In general the function argument we base this inductive reasoning on is
something other than an integer. Commonly we call recursive functions on
recursive datatypes, such as lists. In the case of the (good)
length
function defined earlier, the recursive call is to
t
, which is a smaller list than lst
. And lists
cannot keep getting smaller indefinitely. So length
terminates,
by induction on the length of the list.
Lists are just one example of a datatype. In general, suppose we have
datatype t = X1 of t1 | ... | Xn of
tn
. A function will always terminate if it that matches an argument
of type t
, and calls itself recursively only on values extracted
from the pattern-match, of types t1...tn (or pieces of
those values). The reason is that the original argument is built up by using
datatype constructors. If we write out the value of the original argument using
these datatype constructors, there is some maximum depth of nested parentheses
in the value. This parenthesis depth must be smaller in the values produced by
pattern matching, because the outer datatype constructor (one of the
Xi) is removed by pattern matching. Since the parenthesis depth must
be at least zero, the recursion must terminate.
This points out a nice property of functional programming languages. In a language like Java or C, we can construct similar data structures using references (pointers). But there is nothing in those languages ensuring that when pointers are followed, the value obtained is smaller in some sense. So reasoning about termination is a bit harder in languages without algebraic datatypes.

[Data entries]
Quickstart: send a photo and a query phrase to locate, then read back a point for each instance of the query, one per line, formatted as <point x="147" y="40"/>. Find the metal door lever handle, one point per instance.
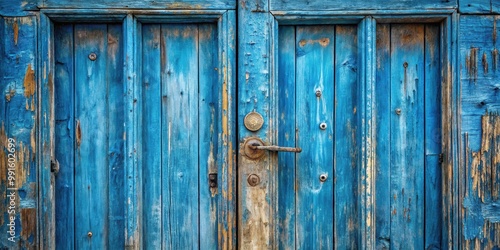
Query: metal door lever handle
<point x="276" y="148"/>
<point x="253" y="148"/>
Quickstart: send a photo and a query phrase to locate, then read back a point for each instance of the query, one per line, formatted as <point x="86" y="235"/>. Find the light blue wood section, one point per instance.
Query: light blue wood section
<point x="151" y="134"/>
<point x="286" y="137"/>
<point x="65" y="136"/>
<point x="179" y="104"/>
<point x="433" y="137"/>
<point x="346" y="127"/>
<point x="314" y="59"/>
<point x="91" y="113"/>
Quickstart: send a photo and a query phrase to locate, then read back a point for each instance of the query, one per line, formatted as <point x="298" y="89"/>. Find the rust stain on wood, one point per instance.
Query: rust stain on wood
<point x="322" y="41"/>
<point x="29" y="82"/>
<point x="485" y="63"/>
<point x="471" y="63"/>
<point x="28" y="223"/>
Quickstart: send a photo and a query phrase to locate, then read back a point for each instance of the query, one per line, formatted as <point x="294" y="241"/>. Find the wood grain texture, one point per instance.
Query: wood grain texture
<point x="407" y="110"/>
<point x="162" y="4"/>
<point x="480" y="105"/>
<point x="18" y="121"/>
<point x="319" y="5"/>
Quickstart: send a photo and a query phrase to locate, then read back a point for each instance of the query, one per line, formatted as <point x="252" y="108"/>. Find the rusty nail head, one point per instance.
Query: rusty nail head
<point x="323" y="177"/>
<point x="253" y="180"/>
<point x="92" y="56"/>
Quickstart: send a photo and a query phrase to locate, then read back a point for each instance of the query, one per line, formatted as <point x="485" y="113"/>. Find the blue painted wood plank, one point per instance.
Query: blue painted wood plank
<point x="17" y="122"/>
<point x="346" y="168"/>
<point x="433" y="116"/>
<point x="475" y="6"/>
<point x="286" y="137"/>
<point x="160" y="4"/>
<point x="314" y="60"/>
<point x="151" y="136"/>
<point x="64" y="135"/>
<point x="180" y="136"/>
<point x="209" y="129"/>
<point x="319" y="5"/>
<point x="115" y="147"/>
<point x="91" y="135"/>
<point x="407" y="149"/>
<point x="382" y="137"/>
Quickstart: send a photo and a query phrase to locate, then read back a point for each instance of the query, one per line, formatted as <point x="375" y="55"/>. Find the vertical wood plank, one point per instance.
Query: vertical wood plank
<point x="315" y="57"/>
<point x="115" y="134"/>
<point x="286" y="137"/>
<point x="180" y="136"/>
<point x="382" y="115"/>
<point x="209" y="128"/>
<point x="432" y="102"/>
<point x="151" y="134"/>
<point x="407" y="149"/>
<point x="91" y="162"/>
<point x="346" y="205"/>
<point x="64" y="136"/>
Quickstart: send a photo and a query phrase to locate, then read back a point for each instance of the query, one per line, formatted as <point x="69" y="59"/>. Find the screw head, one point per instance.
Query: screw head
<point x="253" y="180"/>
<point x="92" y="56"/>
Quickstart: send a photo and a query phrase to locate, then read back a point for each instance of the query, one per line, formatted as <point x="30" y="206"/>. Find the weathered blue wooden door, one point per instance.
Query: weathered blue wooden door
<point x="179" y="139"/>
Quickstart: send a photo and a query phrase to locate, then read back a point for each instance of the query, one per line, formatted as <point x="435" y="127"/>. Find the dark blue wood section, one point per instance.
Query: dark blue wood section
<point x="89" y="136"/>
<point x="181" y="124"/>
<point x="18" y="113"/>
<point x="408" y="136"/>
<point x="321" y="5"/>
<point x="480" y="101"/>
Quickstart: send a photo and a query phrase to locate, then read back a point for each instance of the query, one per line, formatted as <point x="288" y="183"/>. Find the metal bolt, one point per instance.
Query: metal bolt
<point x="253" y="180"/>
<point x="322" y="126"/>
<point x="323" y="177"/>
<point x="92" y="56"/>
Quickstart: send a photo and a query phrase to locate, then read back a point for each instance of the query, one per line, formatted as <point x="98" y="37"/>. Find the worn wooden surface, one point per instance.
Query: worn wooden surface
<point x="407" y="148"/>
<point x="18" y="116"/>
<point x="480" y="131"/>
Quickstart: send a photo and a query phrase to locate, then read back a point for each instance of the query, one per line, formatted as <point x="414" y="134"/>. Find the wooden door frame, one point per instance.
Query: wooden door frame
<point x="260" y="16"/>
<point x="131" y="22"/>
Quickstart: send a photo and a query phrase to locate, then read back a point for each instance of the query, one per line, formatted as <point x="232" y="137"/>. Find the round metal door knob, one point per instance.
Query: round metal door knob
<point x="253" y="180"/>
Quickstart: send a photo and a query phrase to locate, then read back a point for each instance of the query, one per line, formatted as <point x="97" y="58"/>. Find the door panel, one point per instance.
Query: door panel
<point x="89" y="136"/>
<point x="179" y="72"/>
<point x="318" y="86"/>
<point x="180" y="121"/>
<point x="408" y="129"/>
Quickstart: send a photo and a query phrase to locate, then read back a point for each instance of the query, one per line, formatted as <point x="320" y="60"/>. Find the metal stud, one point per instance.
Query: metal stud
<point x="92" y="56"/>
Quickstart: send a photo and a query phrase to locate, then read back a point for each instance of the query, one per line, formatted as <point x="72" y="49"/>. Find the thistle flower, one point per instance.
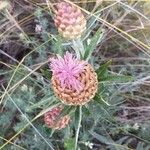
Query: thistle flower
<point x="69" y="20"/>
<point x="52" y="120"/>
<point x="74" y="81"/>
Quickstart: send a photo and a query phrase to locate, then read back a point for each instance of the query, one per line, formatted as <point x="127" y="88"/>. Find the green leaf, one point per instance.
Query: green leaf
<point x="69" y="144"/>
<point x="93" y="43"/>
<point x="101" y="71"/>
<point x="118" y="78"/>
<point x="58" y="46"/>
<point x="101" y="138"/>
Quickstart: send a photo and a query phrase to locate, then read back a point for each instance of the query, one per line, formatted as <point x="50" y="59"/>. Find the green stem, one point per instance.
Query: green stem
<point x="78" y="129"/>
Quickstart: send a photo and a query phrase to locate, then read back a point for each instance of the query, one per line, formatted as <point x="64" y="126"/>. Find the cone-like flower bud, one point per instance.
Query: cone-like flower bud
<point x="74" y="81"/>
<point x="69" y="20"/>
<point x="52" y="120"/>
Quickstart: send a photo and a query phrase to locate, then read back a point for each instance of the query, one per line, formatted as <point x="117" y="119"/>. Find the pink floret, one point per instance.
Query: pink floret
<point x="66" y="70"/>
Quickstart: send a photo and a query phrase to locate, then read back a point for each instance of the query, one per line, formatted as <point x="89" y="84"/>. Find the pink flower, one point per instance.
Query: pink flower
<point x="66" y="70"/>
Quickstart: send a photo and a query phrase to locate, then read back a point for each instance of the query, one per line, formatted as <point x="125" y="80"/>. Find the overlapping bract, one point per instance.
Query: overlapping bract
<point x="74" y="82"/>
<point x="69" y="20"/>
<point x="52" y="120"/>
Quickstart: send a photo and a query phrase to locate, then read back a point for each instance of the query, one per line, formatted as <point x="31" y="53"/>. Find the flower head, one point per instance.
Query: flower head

■ What to do:
**a.** In the passage on recursion and termination, what is missing in languages like Java or C that makes termination harder to reason about?
**b.** Please proceed with the passage on recursion and termination from its last sentence onward.

■ The results:
**a.** Nothing in those languages ensures that the value obtained by following a pointer is smaller in some sense.

**b.**
We've seen how to prove that a function satisfies its specification. In general, we have a function f with a precondition pre(f) and a postcondition post(f). If the function is defined as fun f(x) = e, then we need to show that if the precondition is true, then the postcondition must be true once e is finished evaluating. We also saw that we could define a function vc() that could be used to convert e and post(f) into a precondition. Then we could just prove the formula pre(f)⇒vc(e, r, post(f)) to show that f is implemented correctly.
What about checking the correctness of an operation f that is part of a data abstraction t? There is a problem: the specification of f is in terms of the abstract type t, but the actual code is in terms of the concrete type for t. Also, the argument for correctness of f in general depends on the representation invariant for t, which doesn't show up in the spec. Our goal is to take the abstraction precondition and postcondition, the abstraction function AF, and the rep invariant RI, and derive a concrete precondition and postcondition PRE and POST that allow us to show the code is correct by proving PRE⇒vc(e, r, POST).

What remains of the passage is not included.